» Problems to work on
A: From the Julian Schnabel interview, list every distinct year written as a four-digit number.
B: Transcribe the portion of the Julian Schnabel interview that begins at the words "MH: What was" and stops after "in that exhibition?".
C: In the Julian Schnabel interview, where did Schnabel meet the German artist Ernst Mitzka?
-------- Selected text
MAX HOLLEIN: We have to talk about your first exhibition at Mary Boone; in a sense, the ‘80s started with that show.
JULIAN SCHNABEL: That was 1979. I was working on wax paintings—wax surfaces with images melded into them. I had already shown two paintings with Holly Solomon, who handled a lot of pattern painting; but there was other stuff going on in her gallery that I didn’t really relate to. Mary Boone had worked for Klaus Kertess at the Bykert Gallery before she opened her own space, where she showed a group of painters including Brice Marden. I thought it would be good for me to show the wax pieces in this stricter painting context. I also thought it was very clever of her to open a gallery in the same building as Leo Castelli and Ileana Sonnabend. It was small, but anybody who walked into that building to go to their galleries would also go to Mary’s.
MH: What was the public response?
JS: Someone wrote in a review, “It is good to see a comer.” People saw the paintings, and for me the response was good. When you are a young painter hanging around in New York, you are a ghost until you show your paintings in a gallery.
MH: Did you show any of your plate paintings in that exhibition?
JS: I made the first plate painting in September of 1978, but I didn’t include that work in my first show. I had been working on wax paintings for the previous few years, and I guess I wanted to show them first. Besides, Mary felt that people weren’t ready to see the plate paintings. I don’t know what I thought of them. I kept them covered up in my studio, and sometimes late at night, coming back from the bar, I’d show them to some friends.
MH: Was there a feeling of community within the art scene in the early ‘80s? Did you feel like you were part of the New York scene, or an international one, as the rhetoric around so-called neo-expressionism might suggest?
JS: I had moved back to New York from Texas in 1973 and was painting while doing odd jobs, driving a cab, cooking, and so on. I met a German artist named Ernst Mitzka at Max’s Kansas City. He had two best friends, Blinky Palermo and Sigmar Polke, who came to New York in 1974. We all got along well—once we drove to Philadelphia to see the Duchamps at the museum. Blinky’s work, with his little aluminum triangles and little blue objects, was very different from what I was doing, but I liked his attitude. Later, when he died, I went to Germany and stayed at Imi Knoebel’s house. And I stayed with Sigmar in 1978 when I had my first show in Germany, with Gerald Just at Galerie Dezember in Dusseldorf.
MH: Did people at the time consider your interest in the European old masters to be out of date?
----------------
-------- Records
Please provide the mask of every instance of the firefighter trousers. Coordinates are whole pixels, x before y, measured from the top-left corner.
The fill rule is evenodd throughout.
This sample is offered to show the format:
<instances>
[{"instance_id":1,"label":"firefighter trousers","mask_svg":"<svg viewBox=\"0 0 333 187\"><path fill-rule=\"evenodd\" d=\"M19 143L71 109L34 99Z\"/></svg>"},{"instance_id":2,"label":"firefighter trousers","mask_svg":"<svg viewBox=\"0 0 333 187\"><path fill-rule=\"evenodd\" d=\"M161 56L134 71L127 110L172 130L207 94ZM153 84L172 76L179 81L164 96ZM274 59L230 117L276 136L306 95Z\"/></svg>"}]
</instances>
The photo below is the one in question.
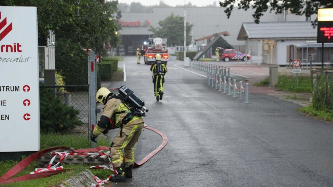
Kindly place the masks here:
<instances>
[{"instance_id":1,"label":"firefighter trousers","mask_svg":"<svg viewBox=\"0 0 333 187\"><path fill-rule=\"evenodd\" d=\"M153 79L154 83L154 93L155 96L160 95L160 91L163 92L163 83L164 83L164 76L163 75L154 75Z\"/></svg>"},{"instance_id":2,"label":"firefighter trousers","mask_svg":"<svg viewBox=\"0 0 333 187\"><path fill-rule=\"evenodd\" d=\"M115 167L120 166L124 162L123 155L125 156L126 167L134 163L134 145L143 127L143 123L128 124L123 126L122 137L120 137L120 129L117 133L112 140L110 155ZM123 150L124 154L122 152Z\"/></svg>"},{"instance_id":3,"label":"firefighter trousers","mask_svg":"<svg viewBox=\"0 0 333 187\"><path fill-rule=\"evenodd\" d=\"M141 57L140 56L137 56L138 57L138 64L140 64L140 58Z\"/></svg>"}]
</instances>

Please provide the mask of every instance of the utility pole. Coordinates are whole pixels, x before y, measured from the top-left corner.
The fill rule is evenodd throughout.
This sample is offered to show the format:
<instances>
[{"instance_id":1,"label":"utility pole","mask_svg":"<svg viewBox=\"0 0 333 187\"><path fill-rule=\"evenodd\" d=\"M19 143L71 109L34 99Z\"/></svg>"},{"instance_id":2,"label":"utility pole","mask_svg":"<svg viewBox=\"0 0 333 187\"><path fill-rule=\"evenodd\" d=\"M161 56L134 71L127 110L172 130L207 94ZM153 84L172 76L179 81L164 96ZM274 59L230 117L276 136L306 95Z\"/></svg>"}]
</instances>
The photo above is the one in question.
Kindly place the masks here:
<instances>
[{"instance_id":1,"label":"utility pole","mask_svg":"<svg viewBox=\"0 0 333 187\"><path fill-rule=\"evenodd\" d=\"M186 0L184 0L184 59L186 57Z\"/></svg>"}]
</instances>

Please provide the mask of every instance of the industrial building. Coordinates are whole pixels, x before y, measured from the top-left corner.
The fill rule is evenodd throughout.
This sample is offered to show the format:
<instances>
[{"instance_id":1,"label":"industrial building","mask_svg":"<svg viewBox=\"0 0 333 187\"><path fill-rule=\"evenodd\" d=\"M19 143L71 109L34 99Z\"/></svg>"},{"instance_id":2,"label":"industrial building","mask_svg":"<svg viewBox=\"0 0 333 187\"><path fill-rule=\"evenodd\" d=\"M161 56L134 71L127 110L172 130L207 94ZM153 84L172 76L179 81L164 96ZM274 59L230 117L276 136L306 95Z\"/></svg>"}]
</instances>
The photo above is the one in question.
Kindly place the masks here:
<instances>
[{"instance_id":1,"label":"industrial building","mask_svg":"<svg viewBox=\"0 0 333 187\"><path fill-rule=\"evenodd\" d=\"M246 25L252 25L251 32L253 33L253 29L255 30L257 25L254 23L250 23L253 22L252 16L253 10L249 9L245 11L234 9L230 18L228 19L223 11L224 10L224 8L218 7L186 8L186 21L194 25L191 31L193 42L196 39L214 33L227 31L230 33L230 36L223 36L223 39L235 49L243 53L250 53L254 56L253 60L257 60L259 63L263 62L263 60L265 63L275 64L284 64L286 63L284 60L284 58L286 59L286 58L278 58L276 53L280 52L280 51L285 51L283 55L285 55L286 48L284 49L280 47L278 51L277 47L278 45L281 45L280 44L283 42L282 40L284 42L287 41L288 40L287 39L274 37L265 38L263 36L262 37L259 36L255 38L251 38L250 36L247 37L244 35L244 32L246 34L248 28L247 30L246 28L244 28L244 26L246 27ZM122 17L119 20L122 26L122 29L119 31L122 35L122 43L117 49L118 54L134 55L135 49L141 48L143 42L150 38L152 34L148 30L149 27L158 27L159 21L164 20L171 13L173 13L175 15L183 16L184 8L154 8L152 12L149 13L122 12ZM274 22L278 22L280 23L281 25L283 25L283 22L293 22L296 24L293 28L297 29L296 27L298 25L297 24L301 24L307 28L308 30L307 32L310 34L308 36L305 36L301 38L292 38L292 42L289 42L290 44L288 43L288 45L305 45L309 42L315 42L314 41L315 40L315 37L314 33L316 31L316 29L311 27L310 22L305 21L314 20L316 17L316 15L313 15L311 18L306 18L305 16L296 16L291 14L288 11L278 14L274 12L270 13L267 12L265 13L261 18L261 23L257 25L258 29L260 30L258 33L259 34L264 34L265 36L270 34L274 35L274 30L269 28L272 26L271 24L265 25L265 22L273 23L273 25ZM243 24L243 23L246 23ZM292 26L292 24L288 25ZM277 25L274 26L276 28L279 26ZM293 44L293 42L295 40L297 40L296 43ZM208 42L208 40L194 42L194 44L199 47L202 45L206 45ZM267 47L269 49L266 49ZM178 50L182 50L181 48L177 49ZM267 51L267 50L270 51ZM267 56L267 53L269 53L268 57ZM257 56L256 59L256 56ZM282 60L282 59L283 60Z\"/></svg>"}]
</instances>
----------------
-------- Records
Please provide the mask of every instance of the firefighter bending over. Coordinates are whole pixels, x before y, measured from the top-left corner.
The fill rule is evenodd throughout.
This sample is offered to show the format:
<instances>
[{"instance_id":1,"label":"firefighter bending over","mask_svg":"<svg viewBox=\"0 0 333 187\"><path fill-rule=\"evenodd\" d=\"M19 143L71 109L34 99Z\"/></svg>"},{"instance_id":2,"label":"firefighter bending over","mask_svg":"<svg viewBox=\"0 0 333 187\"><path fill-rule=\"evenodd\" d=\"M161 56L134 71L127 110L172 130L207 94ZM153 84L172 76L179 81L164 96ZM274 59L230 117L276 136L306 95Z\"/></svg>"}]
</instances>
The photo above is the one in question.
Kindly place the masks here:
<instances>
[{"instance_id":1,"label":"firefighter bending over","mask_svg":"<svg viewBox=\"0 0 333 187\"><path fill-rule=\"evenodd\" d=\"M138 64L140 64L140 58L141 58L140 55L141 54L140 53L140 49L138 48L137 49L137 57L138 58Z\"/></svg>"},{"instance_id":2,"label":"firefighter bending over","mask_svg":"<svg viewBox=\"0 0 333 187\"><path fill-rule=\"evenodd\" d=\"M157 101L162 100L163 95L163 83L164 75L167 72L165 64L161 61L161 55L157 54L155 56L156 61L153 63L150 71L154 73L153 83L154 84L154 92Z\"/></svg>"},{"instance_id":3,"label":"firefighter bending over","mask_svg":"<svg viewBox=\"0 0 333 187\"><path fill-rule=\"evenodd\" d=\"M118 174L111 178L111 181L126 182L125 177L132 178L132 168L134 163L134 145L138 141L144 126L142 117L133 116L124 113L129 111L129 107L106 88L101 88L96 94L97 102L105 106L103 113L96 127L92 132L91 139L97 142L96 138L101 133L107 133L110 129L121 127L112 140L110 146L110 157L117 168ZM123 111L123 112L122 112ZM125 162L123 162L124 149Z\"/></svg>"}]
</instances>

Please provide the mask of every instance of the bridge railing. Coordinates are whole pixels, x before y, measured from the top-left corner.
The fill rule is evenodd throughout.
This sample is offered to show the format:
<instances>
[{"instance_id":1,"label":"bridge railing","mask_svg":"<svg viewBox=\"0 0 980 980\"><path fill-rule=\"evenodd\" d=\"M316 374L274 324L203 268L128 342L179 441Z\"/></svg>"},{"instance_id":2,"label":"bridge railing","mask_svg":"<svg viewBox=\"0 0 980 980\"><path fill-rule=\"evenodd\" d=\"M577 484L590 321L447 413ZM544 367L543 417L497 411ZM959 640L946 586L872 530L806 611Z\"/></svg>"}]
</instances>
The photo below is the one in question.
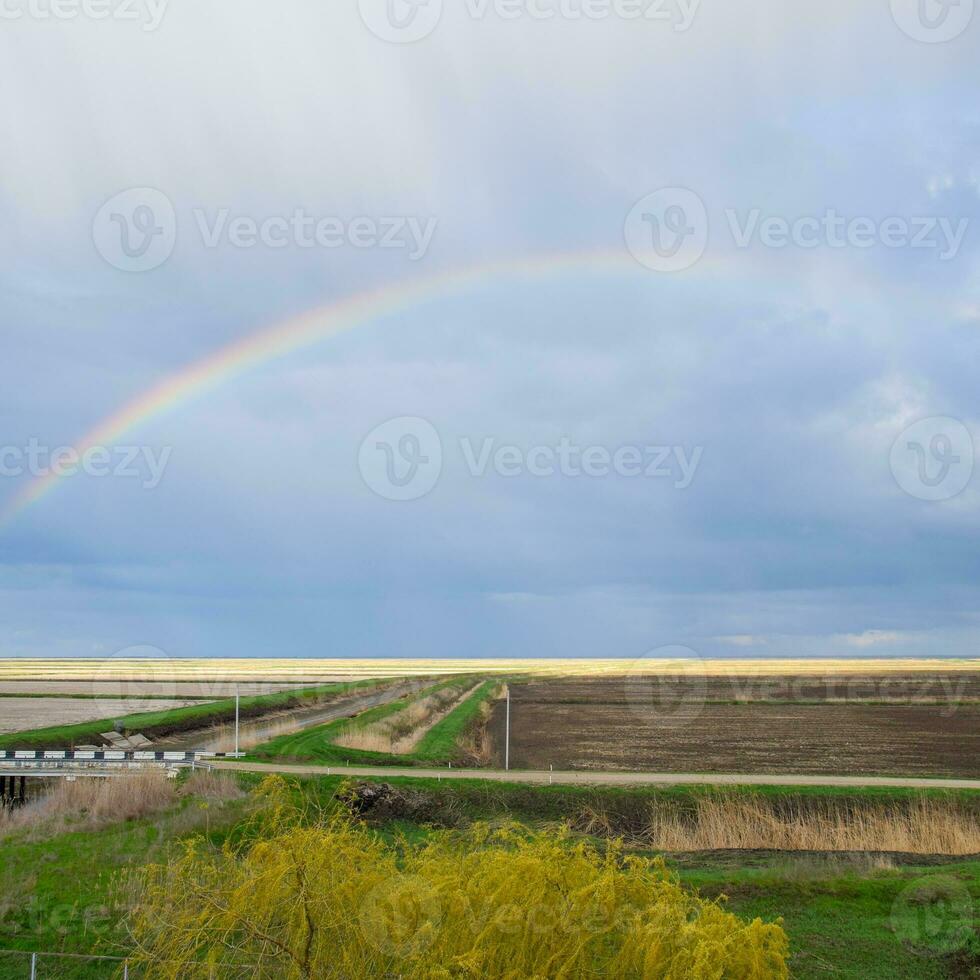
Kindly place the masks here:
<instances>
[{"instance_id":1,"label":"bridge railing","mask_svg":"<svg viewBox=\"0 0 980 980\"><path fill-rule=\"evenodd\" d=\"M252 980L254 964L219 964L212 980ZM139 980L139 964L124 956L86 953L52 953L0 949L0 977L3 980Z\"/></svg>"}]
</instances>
----------------
» Answers to each task
A: 1973, 1974, 1978, 1979

B:
MH: What was the public response?
JS: Someone wrote in a review, “It is good to see a comer.” People saw the paintings, and for me the response was good. When you are a young painter hanging around in New York, you are a ghost until you show your paintings in a gallery.
MH: Did you show any of your plate paintings in that exhibition?

C: At Max's Kansas City.